(Data items)
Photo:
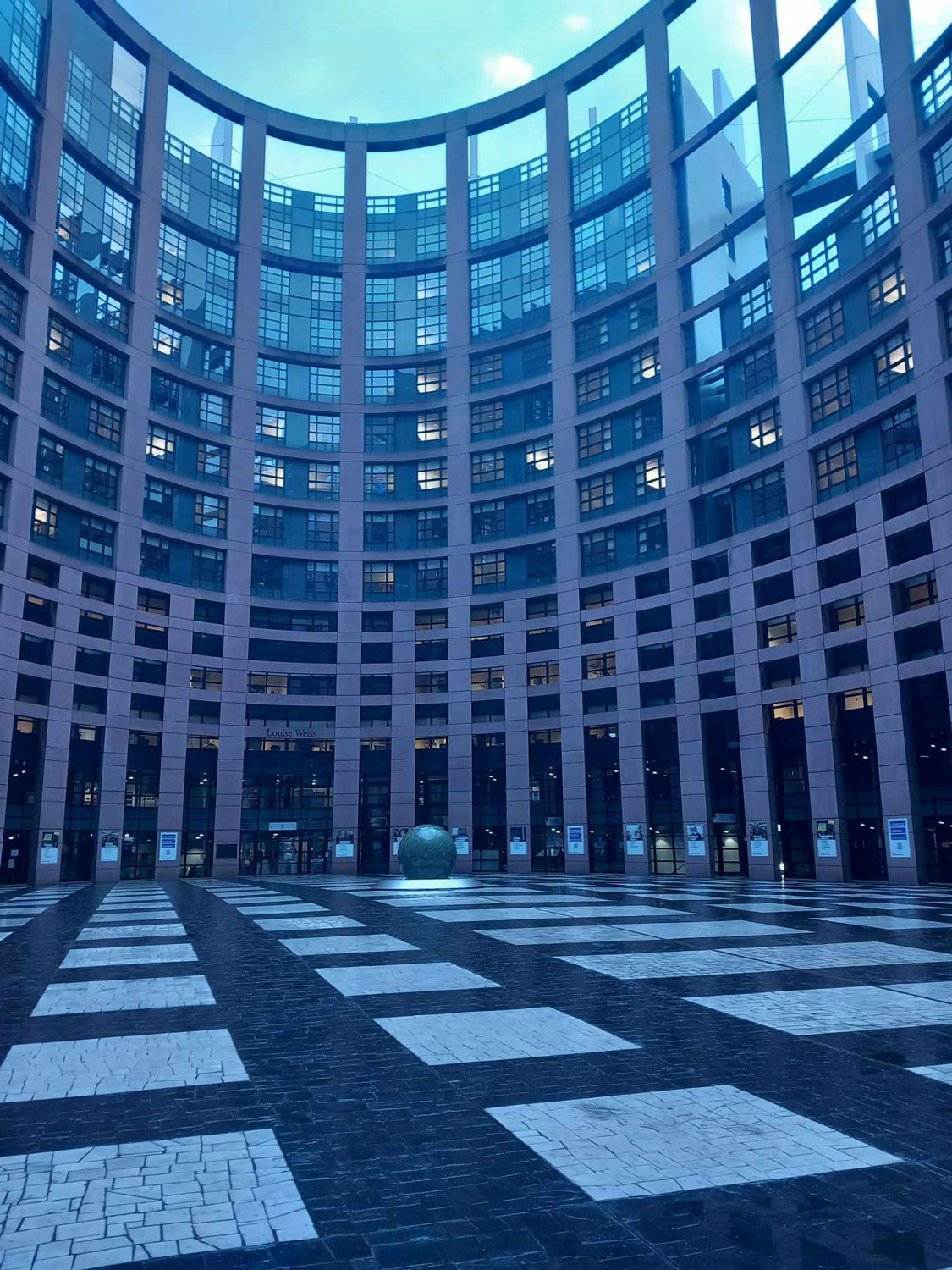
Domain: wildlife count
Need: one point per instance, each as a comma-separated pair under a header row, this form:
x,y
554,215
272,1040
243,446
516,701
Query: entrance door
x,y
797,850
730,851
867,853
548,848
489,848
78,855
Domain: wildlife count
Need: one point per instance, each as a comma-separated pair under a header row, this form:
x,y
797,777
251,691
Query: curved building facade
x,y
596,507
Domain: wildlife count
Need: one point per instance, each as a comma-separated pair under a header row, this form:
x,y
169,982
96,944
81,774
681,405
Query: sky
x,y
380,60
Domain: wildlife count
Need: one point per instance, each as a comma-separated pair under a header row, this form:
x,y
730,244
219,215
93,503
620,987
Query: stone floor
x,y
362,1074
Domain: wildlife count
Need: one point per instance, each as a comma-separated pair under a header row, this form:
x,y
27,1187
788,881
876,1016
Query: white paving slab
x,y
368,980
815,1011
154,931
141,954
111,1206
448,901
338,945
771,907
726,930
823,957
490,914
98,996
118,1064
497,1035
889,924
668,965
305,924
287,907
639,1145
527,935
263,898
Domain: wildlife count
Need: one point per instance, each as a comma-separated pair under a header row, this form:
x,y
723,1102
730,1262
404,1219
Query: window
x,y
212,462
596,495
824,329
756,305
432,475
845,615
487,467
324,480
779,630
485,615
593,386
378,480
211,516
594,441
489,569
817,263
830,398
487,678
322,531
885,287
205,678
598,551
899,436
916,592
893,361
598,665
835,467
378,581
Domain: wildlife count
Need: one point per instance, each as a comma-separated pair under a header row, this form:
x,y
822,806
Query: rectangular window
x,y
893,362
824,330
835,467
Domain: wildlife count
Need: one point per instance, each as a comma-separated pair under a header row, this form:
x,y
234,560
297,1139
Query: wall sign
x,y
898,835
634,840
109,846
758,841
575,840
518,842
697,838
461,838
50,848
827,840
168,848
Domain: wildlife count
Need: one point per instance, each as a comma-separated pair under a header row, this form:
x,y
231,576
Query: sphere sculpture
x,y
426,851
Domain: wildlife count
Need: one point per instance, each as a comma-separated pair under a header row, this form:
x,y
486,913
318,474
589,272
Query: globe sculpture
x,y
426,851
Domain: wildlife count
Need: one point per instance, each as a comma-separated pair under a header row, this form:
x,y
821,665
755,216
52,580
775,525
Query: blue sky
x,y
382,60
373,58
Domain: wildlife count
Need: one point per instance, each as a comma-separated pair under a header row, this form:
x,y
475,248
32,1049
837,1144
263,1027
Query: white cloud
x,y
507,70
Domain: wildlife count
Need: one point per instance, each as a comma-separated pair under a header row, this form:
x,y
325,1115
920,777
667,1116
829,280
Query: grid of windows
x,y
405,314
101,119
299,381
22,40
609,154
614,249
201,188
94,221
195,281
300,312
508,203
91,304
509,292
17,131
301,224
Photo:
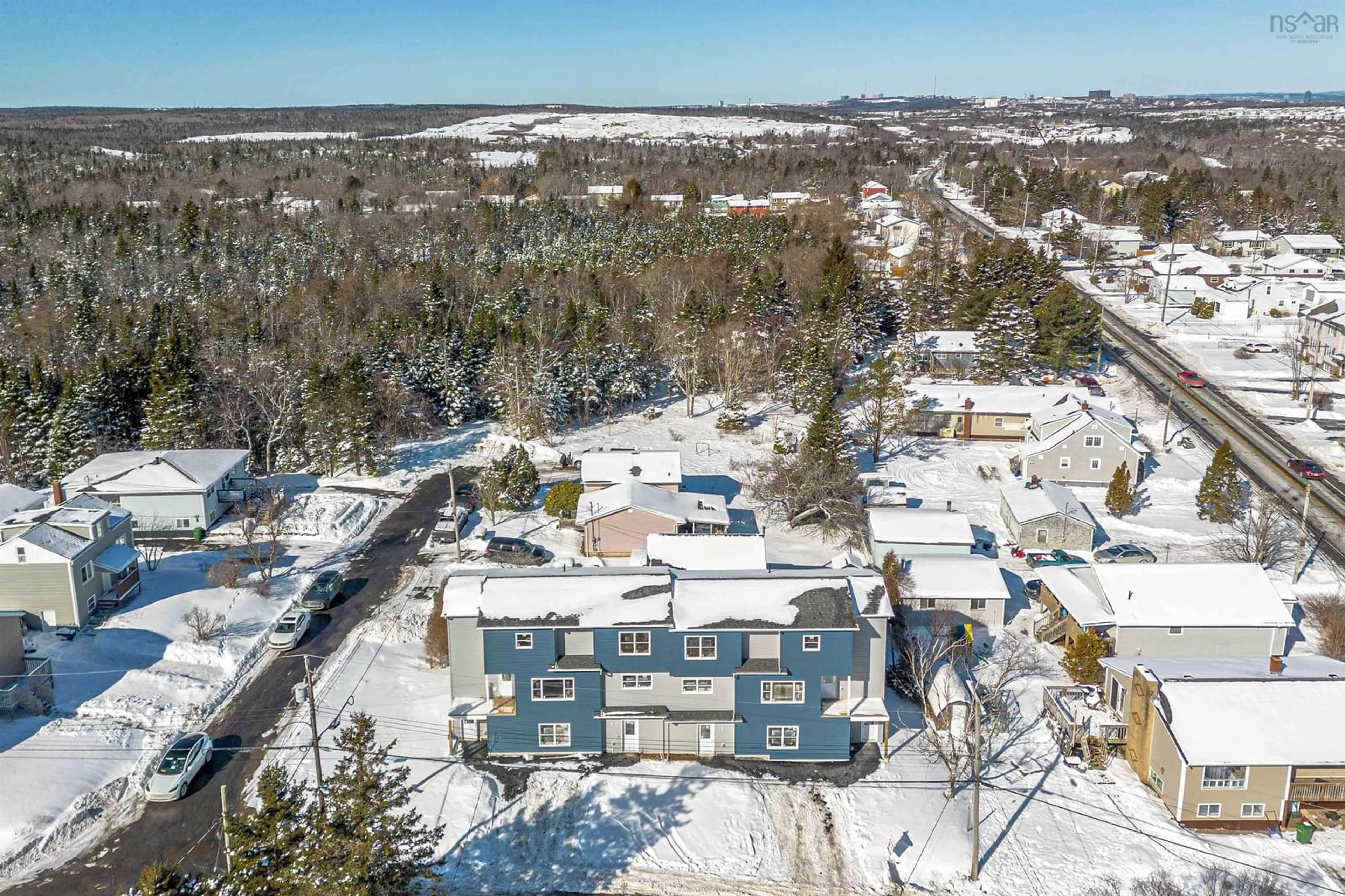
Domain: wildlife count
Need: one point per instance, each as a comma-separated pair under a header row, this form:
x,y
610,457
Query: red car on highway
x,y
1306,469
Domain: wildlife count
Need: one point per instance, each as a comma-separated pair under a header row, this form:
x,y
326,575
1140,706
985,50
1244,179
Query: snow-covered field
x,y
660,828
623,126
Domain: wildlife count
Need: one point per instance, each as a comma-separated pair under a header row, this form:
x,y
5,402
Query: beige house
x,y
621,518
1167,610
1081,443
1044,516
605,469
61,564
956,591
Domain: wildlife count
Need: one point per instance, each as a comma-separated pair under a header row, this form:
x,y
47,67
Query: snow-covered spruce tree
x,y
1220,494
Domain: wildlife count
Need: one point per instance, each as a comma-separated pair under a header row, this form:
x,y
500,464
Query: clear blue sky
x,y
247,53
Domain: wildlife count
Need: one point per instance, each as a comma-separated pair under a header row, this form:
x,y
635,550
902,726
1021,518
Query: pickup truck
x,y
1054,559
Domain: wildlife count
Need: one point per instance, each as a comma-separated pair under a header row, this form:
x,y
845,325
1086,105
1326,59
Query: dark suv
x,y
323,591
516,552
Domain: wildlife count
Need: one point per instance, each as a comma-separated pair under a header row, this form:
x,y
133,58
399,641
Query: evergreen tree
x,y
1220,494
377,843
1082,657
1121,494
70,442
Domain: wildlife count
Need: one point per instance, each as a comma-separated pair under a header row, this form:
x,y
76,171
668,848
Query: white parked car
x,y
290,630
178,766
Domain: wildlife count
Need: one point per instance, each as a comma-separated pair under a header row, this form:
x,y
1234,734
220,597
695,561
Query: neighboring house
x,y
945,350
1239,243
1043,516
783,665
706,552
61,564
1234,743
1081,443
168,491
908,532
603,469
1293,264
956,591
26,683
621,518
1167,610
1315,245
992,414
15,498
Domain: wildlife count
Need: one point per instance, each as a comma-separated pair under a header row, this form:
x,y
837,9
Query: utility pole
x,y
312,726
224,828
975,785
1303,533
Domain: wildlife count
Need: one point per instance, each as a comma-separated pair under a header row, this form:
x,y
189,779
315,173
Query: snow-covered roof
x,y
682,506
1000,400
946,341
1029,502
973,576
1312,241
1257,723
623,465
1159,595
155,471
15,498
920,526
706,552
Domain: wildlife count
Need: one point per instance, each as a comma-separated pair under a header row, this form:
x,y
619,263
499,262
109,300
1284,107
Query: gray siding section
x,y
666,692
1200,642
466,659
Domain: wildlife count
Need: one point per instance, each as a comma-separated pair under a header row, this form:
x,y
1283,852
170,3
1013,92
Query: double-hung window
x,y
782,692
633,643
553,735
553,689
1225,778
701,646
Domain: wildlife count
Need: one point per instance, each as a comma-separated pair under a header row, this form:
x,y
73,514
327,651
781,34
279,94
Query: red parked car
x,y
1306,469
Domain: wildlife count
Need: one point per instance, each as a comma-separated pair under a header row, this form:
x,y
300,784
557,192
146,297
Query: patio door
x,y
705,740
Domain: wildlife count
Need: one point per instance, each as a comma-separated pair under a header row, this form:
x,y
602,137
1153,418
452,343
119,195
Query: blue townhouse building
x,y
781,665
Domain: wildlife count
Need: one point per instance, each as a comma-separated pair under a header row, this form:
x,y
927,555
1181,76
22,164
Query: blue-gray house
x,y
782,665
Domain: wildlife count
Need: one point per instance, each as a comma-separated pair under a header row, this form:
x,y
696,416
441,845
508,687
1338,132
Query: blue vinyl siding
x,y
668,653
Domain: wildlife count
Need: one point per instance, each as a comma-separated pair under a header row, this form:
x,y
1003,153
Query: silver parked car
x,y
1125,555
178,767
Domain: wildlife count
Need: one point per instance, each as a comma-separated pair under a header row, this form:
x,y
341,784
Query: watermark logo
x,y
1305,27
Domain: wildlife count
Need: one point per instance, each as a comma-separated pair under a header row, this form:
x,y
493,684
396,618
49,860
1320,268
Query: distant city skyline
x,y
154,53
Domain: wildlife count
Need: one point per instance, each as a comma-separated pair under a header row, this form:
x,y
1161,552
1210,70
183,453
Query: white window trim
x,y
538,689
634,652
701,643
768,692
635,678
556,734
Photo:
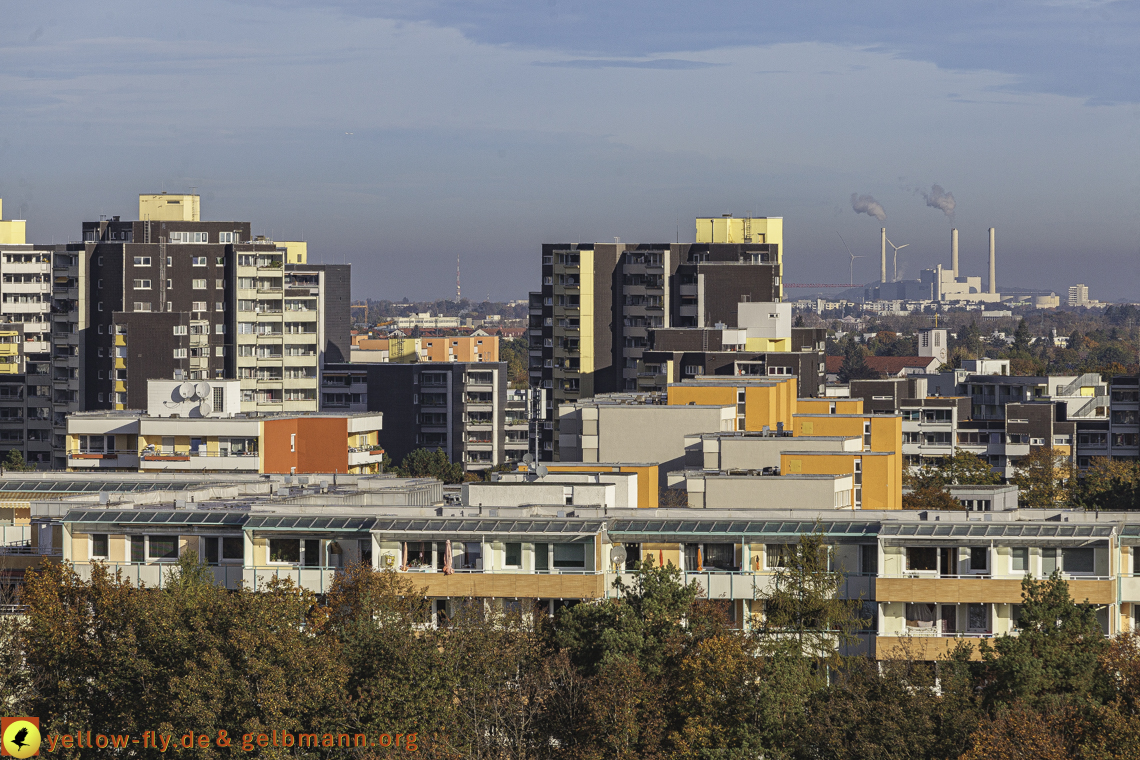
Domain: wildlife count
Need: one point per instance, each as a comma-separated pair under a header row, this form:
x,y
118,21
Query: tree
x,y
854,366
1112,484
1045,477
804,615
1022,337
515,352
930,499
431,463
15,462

● Task brief
Please return every record above exactly, but leave out the pictures.

● Solution to this task
Photo:
Domain: wildlife count
Need: one point per instance, each as a comma-separated pair under a header row, this form:
x,y
554,215
272,1040
243,446
516,701
Query: entrance door
x,y
797,850
730,851
867,853
548,848
489,848
78,855
Domain: wildlife count
Need: one point per instance, each as a comma-separated pair under a header row, this form:
x,y
797,777
251,691
Query: curved building facade
x,y
596,507
Domain: wildlife count
Need: one point per instance, each as a comma-separated pair under a header row, this form:
x,y
169,982
96,944
81,774
681,405
Query: sky
x,y
380,60
Domain: wildlife count
Need: one point per instance, each as a comma-separated pair under a header row, this form:
x,y
730,244
219,215
93,503
620,987
Query: stone floor
x,y
362,1074
Domain: wildlife count
Need: one point per instance, each as a comma-separated pair under a header row, this form:
x,y
27,1187
788,881
876,1016
Query: white paving slab
x,y
368,980
815,1011
154,931
141,954
111,1206
448,901
338,945
771,907
726,930
823,957
490,914
98,996
118,1064
497,1035
889,924
668,965
305,924
287,907
639,1145
527,935
263,898
Domain: wildlife count
Need: one point per instance, each as a comma-separated pair under a header row, this form:
x,y
723,1102
730,1262
404,1219
Query: window
x,y
212,462
596,495
824,329
756,305
432,475
845,615
487,467
324,480
779,630
485,615
593,386
378,480
211,516
594,441
489,569
817,263
830,398
487,678
322,531
885,287
205,678
598,551
899,436
916,592
893,361
598,665
835,467
378,581
Domain: wildlife count
Need: one point per instance, each as a comma-separated pair under a header row, this form:
x,y
822,806
Query: rectangular window
x,y
893,362
824,330
835,467
Domain: wildlife count
Need: one point per instance, each as a comma-separated pair under a header row, this form:
x,y
234,560
297,1139
Query: wall sign
x,y
898,835
634,840
109,846
758,841
575,840
518,842
697,838
461,838
50,848
827,840
168,848
Domain: wildlife count
Need: one point per instance, each as a comma-separated pair under a header row, this form:
x,y
231,576
Query: sphere sculpture
x,y
426,851
Domain: wildlife count
Need: one point per instance, each as a comma-separated pair under a header row, this form:
x,y
486,913
318,474
589,272
Query: globe sculpture
x,y
426,851
Domain: wildlife count
Need: one point per instance, each as a comma-separated pair under a header row, this form:
x,y
821,665
755,216
52,580
775,525
Query: blue sky
x,y
382,60
373,58
Domain: wildlife count
Need: one point per instance, each as a comma-separated pair under a header row, this form:
x,y
475,248
32,1049
837,1144
263,1027
Query: white cloud
x,y
507,70
Domain: wildlife count
Need: one point per instance, each as a comma-separated pair under a header row, this form:
x,y
325,1115
920,777
667,1116
829,280
Query: grid of windows
x,y
405,314
101,119
299,381
22,40
609,154
614,249
201,188
94,221
195,281
300,312
508,203
91,304
509,292
17,131
301,224
Photo:
Domain: wildlife count
Need: one point per instance, each as a comma-separated pair under a header row, this form:
x,y
610,457
Query: red car on highway
x,y
1306,469
Domain: wildlife count
Need: one point per instance, each as a comma-separated pair under a header row, this form:
x,y
326,575
1140,706
985,50
1244,179
Query: snow-covered field
x,y
660,828
623,126
Domain: wildlife count
Need: one point per instance, each as a comma-separated pair under a header row, this form:
x,y
5,402
Query: beige house
x,y
621,518
1167,610
1081,443
1044,516
605,469
61,564
956,591
Domain: wildlife count
Need: one point per instance, each as a comma-separated pair under a header row, this form:
x,y
47,67
Query: snow-covered spruce tree
x,y
1220,494
Domain: wildlife count
Need: one point per instance, each as a comma-separated pair under a header row, this form:
x,y
500,464
Query: clear blue sky
x,y
247,53
Domain: wildlife count
Need: one point per instance, each as a comma-separated pair under a header row, this form:
x,y
635,550
902,726
1021,518
Query: pickup truck
x,y
1054,559
Domain: wildlife count
Need: one point per instance, each as a comma-separated pair under a header row, this form:
x,y
845,325
1086,105
1326,59
Query: dark suv
x,y
323,591
516,552
Domain: wildlife count
Need: one point per instance, each as a comma-separated pair under a header row, this form:
x,y
133,58
399,641
Query: evergreen tree
x,y
1220,494
377,843
1082,657
1121,494
70,442
Domain: wildlife count
Need: one point per instance, each as a comma-separated pair under a header row, this form:
x,y
76,171
668,848
Query: white parked car
x,y
290,630
178,766
Domain: wildlife count
Need: one point per instance, each as a comma-separated pair under a header row, this form:
x,y
1234,734
220,597
695,561
Query: neighboring house
x,y
945,350
1239,243
1043,516
783,665
706,552
61,564
1234,743
1081,443
168,491
908,532
603,469
1293,264
956,591
26,683
621,518
1167,610
1315,245
992,414
15,498
Domain: wildlife count
Need: one point per instance, each as a comma-separated pair under a header row, this form:
x,y
837,9
Query: utility pole
x,y
312,726
224,828
975,785
1303,533
Domain: wildlife count
Need: one point per instance, each as a comma-separated pair under a header row, this form:
x,y
189,779
315,173
Query: snow-covered roof
x,y
682,506
1000,400
946,341
1029,502
973,576
1312,241
1257,723
623,465
1159,595
155,471
15,498
920,526
706,552
Domain: wildlife count
Need: one point per instance, each as a comma-separated pair under a header row, this form:
x,y
619,263
499,262
109,300
1284,107
Query: gray siding section
x,y
666,692
1200,642
466,659
Domain: wildlife count
Need: one point per instance, each as a comma-separated pair under a header row, this form:
x,y
1283,852
170,3
1013,92
Query: double-hung window
x,y
782,692
633,643
553,735
553,689
1225,778
701,646
Domain: wildlife count
Need: one point per instance, each as a comma-separated pair under a header row, this form:
x,y
73,514
327,651
781,34
279,94
Query: red parked car
x,y
1306,469
Domain: wildlife count
Need: one point per instance, each as a comma-separated pair under a header row, this form:
x,y
300,784
557,192
146,297
Query: patio door
x,y
705,740
Domain: wildlife count
Need: one point per instance, each as a comma-separated pair under a header row, this form:
x,y
602,137
1153,418
452,343
119,195
Query: blue townhouse building
x,y
781,665
Domain: wildlife count
Need: one point per instance, each as a comma-separated pair under a header row, this form:
x,y
927,555
1181,76
22,164
Query: blue-gray house
x,y
782,665
Domain: wildlife count
Need: one point per instance, each as a comma-separated pair under a header row, this form:
x,y
696,416
441,845
508,687
1338,132
Query: blue vinyl siding
x,y
668,653
Domain: wildlife count
Need: one point per instance, each as a comma-separated pair under a header row, this form:
x,y
1003,153
Query: silver parked car
x,y
1125,555
178,767
Domain: wildlife count
Need: one point per instance, each as a comma-separated pair under a header row, this form:
x,y
341,784
Query: watermark logo
x,y
1305,27
Domain: wildlife count
Need: one point per instance, each as a comma-separated pair under a header row, this form:
x,y
493,684
396,618
49,860
1320,268
Query: distant city skyline
x,y
154,53
Domain: wildlife count
Need: one point per instance, each as a comma-separated pair under a header row, this form:
x,y
1161,552
1210,70
183,453
Query: white window trim
x,y
538,689
634,652
701,643
768,692
635,678
556,734
Photo:
Domain: wildlife count
Need: one point per instance, each as a comma-separated pair under a header row, this form:
x,y
118,21
Query: tree
x,y
854,366
1112,484
1045,477
804,615
1022,337
515,352
930,499
431,463
15,462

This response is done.